The exercise ▸ Render every line of the entries below as one string in a single JSON list, omitting any blank lines.

+++ Extracted data +++

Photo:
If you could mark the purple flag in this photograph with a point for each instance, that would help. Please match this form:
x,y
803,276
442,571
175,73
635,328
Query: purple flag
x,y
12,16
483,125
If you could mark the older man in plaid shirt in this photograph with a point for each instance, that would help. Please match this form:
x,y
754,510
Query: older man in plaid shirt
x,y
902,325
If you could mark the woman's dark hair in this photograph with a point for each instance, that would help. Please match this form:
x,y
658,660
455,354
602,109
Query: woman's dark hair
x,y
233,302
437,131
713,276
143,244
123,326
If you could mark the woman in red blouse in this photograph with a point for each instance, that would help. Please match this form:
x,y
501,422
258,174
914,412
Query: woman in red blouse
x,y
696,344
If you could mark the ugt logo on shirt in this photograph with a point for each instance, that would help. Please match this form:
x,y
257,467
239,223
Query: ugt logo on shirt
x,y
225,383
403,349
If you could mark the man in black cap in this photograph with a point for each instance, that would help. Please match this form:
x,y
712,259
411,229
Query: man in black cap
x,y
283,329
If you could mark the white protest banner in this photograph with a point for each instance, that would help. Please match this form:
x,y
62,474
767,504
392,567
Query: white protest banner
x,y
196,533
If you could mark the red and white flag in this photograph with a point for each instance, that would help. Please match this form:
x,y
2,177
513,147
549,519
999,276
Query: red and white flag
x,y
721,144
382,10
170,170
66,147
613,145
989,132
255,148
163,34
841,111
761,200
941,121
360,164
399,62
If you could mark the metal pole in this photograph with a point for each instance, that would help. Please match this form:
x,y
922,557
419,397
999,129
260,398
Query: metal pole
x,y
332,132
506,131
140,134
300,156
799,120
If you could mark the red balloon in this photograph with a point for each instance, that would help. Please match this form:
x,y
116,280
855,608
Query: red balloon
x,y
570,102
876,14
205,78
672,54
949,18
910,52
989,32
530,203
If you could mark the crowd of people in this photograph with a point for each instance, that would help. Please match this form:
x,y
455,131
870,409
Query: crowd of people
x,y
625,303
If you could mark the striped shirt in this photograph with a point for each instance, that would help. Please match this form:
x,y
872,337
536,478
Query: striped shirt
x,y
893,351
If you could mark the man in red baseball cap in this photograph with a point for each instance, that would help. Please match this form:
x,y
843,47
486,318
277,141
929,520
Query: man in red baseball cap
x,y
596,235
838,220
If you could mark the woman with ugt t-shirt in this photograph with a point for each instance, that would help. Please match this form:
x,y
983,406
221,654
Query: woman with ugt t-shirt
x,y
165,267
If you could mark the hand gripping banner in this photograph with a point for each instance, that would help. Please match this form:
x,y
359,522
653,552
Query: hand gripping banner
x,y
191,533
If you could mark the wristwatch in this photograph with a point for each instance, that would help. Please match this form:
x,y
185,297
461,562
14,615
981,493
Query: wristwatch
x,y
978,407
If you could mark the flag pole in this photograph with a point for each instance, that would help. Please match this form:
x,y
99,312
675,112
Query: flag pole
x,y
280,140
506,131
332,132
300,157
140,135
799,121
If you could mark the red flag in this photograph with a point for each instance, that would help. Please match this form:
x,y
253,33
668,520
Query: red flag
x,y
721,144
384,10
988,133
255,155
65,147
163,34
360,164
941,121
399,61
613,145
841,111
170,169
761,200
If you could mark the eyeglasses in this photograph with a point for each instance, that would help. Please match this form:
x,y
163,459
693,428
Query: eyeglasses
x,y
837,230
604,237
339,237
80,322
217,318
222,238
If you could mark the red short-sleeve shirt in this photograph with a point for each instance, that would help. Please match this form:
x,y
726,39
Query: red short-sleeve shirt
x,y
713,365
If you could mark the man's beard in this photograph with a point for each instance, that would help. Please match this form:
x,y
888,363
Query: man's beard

+++

Correct response ▸
[
  "Photo:",
  "If you could mark the purple flag in this photograph with a point for each instance, that would help. Please match this form:",
  "x,y",
  "803,276",
  "442,571",
  "175,73",
  "635,328",
  "Query: purple flag",
  "x,y",
  "12,16",
  "483,125",
  "If you could mark the older man in plaid shirt in this photograph with a point for each instance, that would help. Please match this form:",
  "x,y",
  "754,510",
  "Query: older man in plaid shirt",
  "x,y",
  "902,325",
  "If you could mark the woman's dark hair in this photograph with a point for each instance, that would help. Please match this form:",
  "x,y",
  "658,660",
  "455,354",
  "602,109",
  "Query: woman's dark hair",
  "x,y",
  "233,302",
  "437,131",
  "713,276",
  "143,244",
  "123,326",
  "If you could mark the woman in red blouse in this photograph with a point for each instance, that would help. Please match this form:",
  "x,y",
  "501,422",
  "258,174",
  "914,412",
  "Query: woman in red blouse",
  "x,y",
  "696,344",
  "If you could mark the ugt logo on shirt in this photograph with a point for each instance, that would help. Please match this form:",
  "x,y",
  "257,467",
  "239,223",
  "Query: ugt logo on shirt",
  "x,y",
  "225,383",
  "403,349",
  "If you could mark the man in black cap in this photograph with a point for each instance, that would help. Please match this form:",
  "x,y",
  "712,259",
  "411,229",
  "Query: man in black cap",
  "x,y",
  "283,329",
  "If you could mark the white protest banner in this photograph with a point for each instance, that would help. Please match this form:",
  "x,y",
  "62,474",
  "767,504",
  "392,567",
  "Query: white protest banner",
  "x,y",
  "196,533",
  "If you could mark the red and white flag in this photograph with a point for each instance, that would help. Please match this form:",
  "x,y",
  "2,177",
  "513,147",
  "549,519",
  "999,276",
  "Query: red and white flag",
  "x,y",
  "721,144",
  "382,10",
  "170,170",
  "66,147",
  "613,145",
  "989,132",
  "255,148",
  "163,34",
  "841,111",
  "761,200",
  "941,121",
  "360,164",
  "399,62",
  "If you could mark the metal pole in this photograph with a point for each instance, that would help. Please match this form:",
  "x,y",
  "922,557",
  "419,397",
  "999,129",
  "260,398",
  "Query: metal pole",
  "x,y",
  "332,132",
  "506,131",
  "140,134",
  "300,156",
  "799,120",
  "If you could mark the red balloon in this photograph with a point for each instance, that would help. Please match this form:",
  "x,y",
  "116,280",
  "855,608",
  "Query: red balloon",
  "x,y",
  "570,102",
  "876,14",
  "205,78",
  "672,54",
  "949,18",
  "910,52",
  "989,32",
  "530,203",
  "If you could mark the crowd of people in this photograph with a point for each instance, that would help. Please match this form:",
  "x,y",
  "455,131",
  "870,409",
  "Query: crowd of people",
  "x,y",
  "625,303",
  "If you could mark the striped shirt in this photograph with a point for each instance, that would help. Please match this form:",
  "x,y",
  "872,337",
  "536,478",
  "Query: striped shirt",
  "x,y",
  "893,351",
  "If you could mark the man in red baseball cap in this photograph with a point for each instance, that would help. Please match this form:",
  "x,y",
  "843,47",
  "486,318",
  "277,141",
  "929,520",
  "Query: man in red baseball cap",
  "x,y",
  "596,235",
  "838,220",
  "If you could mark the woman with ugt t-shirt in this photograph with a point for each instance, that would help. Please match this form:",
  "x,y",
  "983,406",
  "221,654",
  "Query: woman with ugt t-shirt",
  "x,y",
  "165,267",
  "If you could mark the hand gripping banner in this photograph with a point for each instance, that would help. Please match this form:",
  "x,y",
  "359,522",
  "653,552",
  "Query: hand gripping banner",
  "x,y",
  "191,533",
  "If you could mark the wristwatch in this photograph with a point for each instance, that would help. Please match this form:",
  "x,y",
  "185,297",
  "461,562",
  "14,615",
  "981,493",
  "Query: wristwatch",
  "x,y",
  "978,407",
  "If you could mark the flag pole in this photograph with a point for each instance, that would help. Please match this form:",
  "x,y",
  "99,312",
  "675,112",
  "Query: flag pole",
  "x,y",
  "280,140",
  "506,131",
  "332,132",
  "300,157",
  "140,135",
  "799,121",
  "If you could mark the red flag in this photograph with a point for each instance, that would help. Please match this form:",
  "x,y",
  "253,33",
  "668,520",
  "Query: red flag",
  "x,y",
  "721,144",
  "384,10",
  "988,133",
  "255,155",
  "65,147",
  "163,34",
  "360,164",
  "941,121",
  "399,61",
  "613,145",
  "841,111",
  "170,169",
  "761,200",
  "If you could mark the eyeglasses in this photograph with a point for each instance, that would help. Please match this form:",
  "x,y",
  "163,459",
  "693,428",
  "Query: eyeglasses",
  "x,y",
  "837,230",
  "604,237",
  "339,237",
  "80,322",
  "217,318",
  "222,238",
  "If you could mark the red short-sleeve shirt in this photograph with a point for each instance, that would help. Please match this form:",
  "x,y",
  "726,39",
  "Query: red short-sleeve shirt",
  "x,y",
  "713,365",
  "If you could mark the man's beard in this photograph with a point for each instance, that would help. Please match this form:",
  "x,y",
  "888,363",
  "Query: man's beard"
]